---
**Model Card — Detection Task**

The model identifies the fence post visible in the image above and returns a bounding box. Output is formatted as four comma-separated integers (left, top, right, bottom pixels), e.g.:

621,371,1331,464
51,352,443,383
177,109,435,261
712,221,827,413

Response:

▶ **Exercise brief**
Lay out the listing above as a Markdown table with the columns Row and Line, giving each nonblank line its own numbered row and leaving out blank lines.

▶ **Task output**
| Row | Line |
|---|---|
| 1 | --- |
| 2 | **Model Card — Detection Task** |
| 3 | The model identifies the fence post visible in the image above and returns a bounding box. Output is formatted as four comma-separated integers (left, top, right, bottom pixels), e.g.: |
| 4 | 621,371,1331,464 |
| 5 | 51,352,443,383 |
| 6 | 177,109,435,261 |
| 7 | 712,221,827,413 |
| 8 | Response: |